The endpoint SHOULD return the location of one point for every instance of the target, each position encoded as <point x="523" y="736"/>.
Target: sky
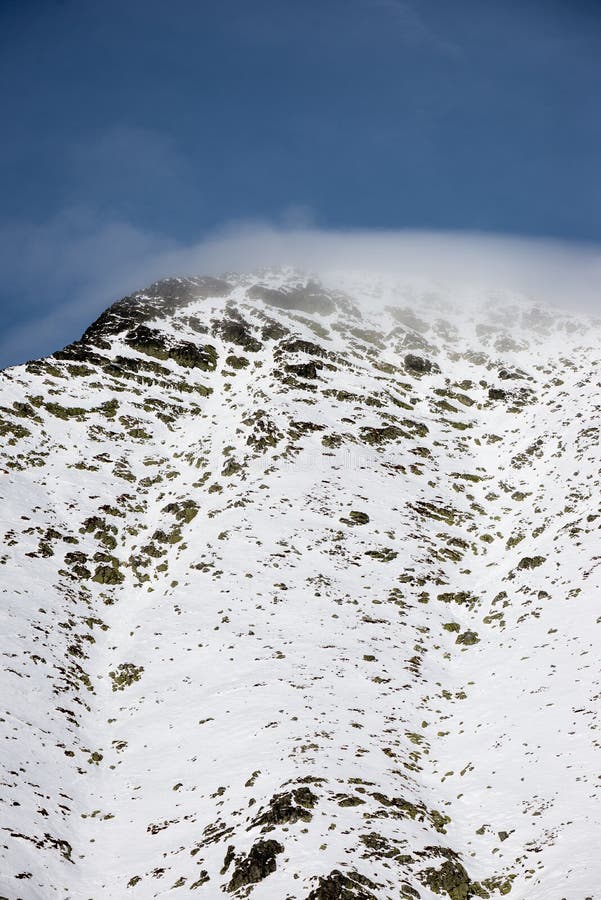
<point x="138" y="133"/>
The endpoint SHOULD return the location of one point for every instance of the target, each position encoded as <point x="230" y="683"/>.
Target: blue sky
<point x="134" y="129"/>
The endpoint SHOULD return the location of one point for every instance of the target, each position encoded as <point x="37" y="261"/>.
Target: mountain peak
<point x="300" y="579"/>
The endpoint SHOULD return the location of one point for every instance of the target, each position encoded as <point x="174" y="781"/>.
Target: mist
<point x="66" y="273"/>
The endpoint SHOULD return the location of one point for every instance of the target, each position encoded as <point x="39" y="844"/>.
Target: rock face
<point x="291" y="612"/>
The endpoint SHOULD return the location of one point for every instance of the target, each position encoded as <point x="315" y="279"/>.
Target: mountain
<point x="300" y="598"/>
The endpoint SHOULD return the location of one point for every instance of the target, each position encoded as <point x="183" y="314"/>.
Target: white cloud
<point x="81" y="265"/>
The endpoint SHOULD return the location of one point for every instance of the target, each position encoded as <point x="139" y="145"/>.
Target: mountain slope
<point x="300" y="599"/>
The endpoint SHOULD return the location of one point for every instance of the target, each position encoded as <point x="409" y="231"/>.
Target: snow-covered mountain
<point x="300" y="599"/>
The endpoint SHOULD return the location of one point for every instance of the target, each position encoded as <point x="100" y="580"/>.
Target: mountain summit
<point x="300" y="599"/>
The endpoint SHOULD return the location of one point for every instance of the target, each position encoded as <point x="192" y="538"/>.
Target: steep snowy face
<point x="300" y="599"/>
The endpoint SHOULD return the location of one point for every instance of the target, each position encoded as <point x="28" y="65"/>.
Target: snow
<point x="270" y="647"/>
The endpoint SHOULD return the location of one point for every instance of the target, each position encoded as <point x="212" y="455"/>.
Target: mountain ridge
<point x="285" y="546"/>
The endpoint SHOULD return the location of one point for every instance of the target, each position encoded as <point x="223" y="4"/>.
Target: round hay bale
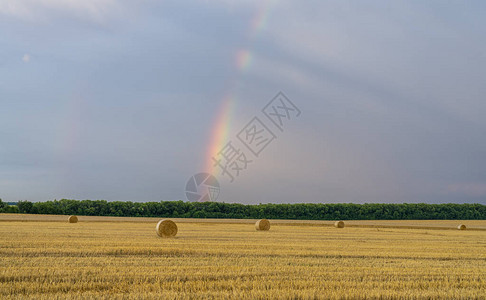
<point x="73" y="219"/>
<point x="461" y="227"/>
<point x="262" y="225"/>
<point x="166" y="228"/>
<point x="339" y="224"/>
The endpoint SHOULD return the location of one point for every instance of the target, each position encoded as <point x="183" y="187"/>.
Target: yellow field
<point x="123" y="258"/>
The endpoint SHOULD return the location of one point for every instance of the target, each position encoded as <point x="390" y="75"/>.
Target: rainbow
<point x="221" y="128"/>
<point x="220" y="132"/>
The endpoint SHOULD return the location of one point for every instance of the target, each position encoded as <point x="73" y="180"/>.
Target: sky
<point x="383" y="101"/>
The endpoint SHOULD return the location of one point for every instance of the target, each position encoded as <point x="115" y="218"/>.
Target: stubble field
<point x="44" y="257"/>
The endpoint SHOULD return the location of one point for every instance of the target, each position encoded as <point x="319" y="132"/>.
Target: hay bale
<point x="166" y="228"/>
<point x="262" y="225"/>
<point x="339" y="224"/>
<point x="461" y="227"/>
<point x="73" y="219"/>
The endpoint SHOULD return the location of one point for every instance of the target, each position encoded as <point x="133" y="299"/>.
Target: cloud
<point x="32" y="10"/>
<point x="469" y="189"/>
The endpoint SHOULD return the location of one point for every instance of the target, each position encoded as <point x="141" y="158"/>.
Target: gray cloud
<point x="120" y="101"/>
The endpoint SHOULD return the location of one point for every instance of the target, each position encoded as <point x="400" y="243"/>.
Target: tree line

···

> Exercise prompt: Your answer must be an exact copy of the records, with no pictures in it.

> Output of the task:
The endpoint SHOULD return the location of one point for every instance of the target, each position encoded as <point x="523" y="736"/>.
Target: sky
<point x="138" y="133"/>
The endpoint SHOULD return the location of one point for every instance of the target, each position encoded as <point x="230" y="683"/>.
Target: blue sky
<point x="134" y="129"/>
The endpoint SHOULD return the location of one point for every instance of the target, each position encoded as <point x="37" y="261"/>.
Target: mountain peak
<point x="300" y="579"/>
The endpoint SHOULD return the location of one point for every instance of the target, each position encoded as <point x="174" y="781"/>.
Target: mist
<point x="66" y="273"/>
The endpoint SHOULD return the location of one point for every instance of the target, each position encoded as <point x="39" y="844"/>.
Target: rock face
<point x="291" y="612"/>
The endpoint SHOULD return the location of one point for every instance of the target, each position encoded as <point x="315" y="279"/>.
Target: mountain
<point x="300" y="598"/>
The endpoint SHOULD return the location of one point for every instance of the target, each position encoded as <point x="183" y="314"/>.
Target: white cloud
<point x="81" y="265"/>
The endpoint SHOULD return the location of one point for every instance of the target, each position encoded as <point x="139" y="145"/>.
Target: mountain slope
<point x="300" y="599"/>
The endpoint SHOULD return the location of one point for every instance of the target, each position encoded as <point x="409" y="231"/>.
Target: snow-covered mountain
<point x="300" y="599"/>
The endpoint SHOULD return the location of one point for every instance of the target, each position encoded as <point x="100" y="580"/>.
Target: mountain summit
<point x="300" y="599"/>
The endpoint SHOULD return the location of one point for every instance of the target, each position encoded as <point x="192" y="538"/>.
Target: steep snowy face
<point x="300" y="599"/>
The endpoint SHOULD return the location of one point for every instance of the target, each position encoded as <point x="28" y="65"/>.
Target: snow
<point x="270" y="647"/>
The endpoint SHOULD return the location of one point for every instance of the target, each position encoded as <point x="212" y="455"/>.
Target: mountain ridge
<point x="285" y="546"/>
The endpoint SHOULD return the location of one point for every instance of the target, each position encoded as <point x="223" y="4"/>.
Target: round hay bale
<point x="73" y="219"/>
<point x="461" y="227"/>
<point x="262" y="225"/>
<point x="166" y="228"/>
<point x="339" y="224"/>
The endpoint SHOULD return the location of one point for every instance of the target, each position encoded as <point x="183" y="187"/>.
Target: yellow field
<point x="123" y="258"/>
The endpoint SHOULD return the location of one point for every instance of the target, each position encoded as <point x="390" y="75"/>.
Target: rainbow
<point x="221" y="128"/>
<point x="220" y="132"/>
The endpoint SHOULD return the location of one point for every instance of the target, each position encoded as <point x="73" y="180"/>.
Target: sky
<point x="383" y="101"/>
The endpoint SHOULD return the location of one point for every instance of the target, each position encoded as <point x="115" y="218"/>.
Target: stubble field
<point x="44" y="257"/>
The endpoint SHOULD return the location of one point for every instance of the target, each position encoded as <point x="319" y="132"/>.
Target: hay bale
<point x="166" y="228"/>
<point x="262" y="225"/>
<point x="339" y="224"/>
<point x="461" y="227"/>
<point x="73" y="219"/>
The endpoint SHOULD return the location of one point for every instance of the target, each position encoded as <point x="133" y="299"/>.
Target: cloud
<point x="32" y="10"/>
<point x="469" y="189"/>
The endpoint SHOULD return the location of one point for every instance of the target, each position encoded as <point x="141" y="158"/>.
Target: gray cloud
<point x="120" y="101"/>
The endpoint SHOULD return the location of one point for every instance of the target, each position encoded as <point x="400" y="243"/>.
Target: tree line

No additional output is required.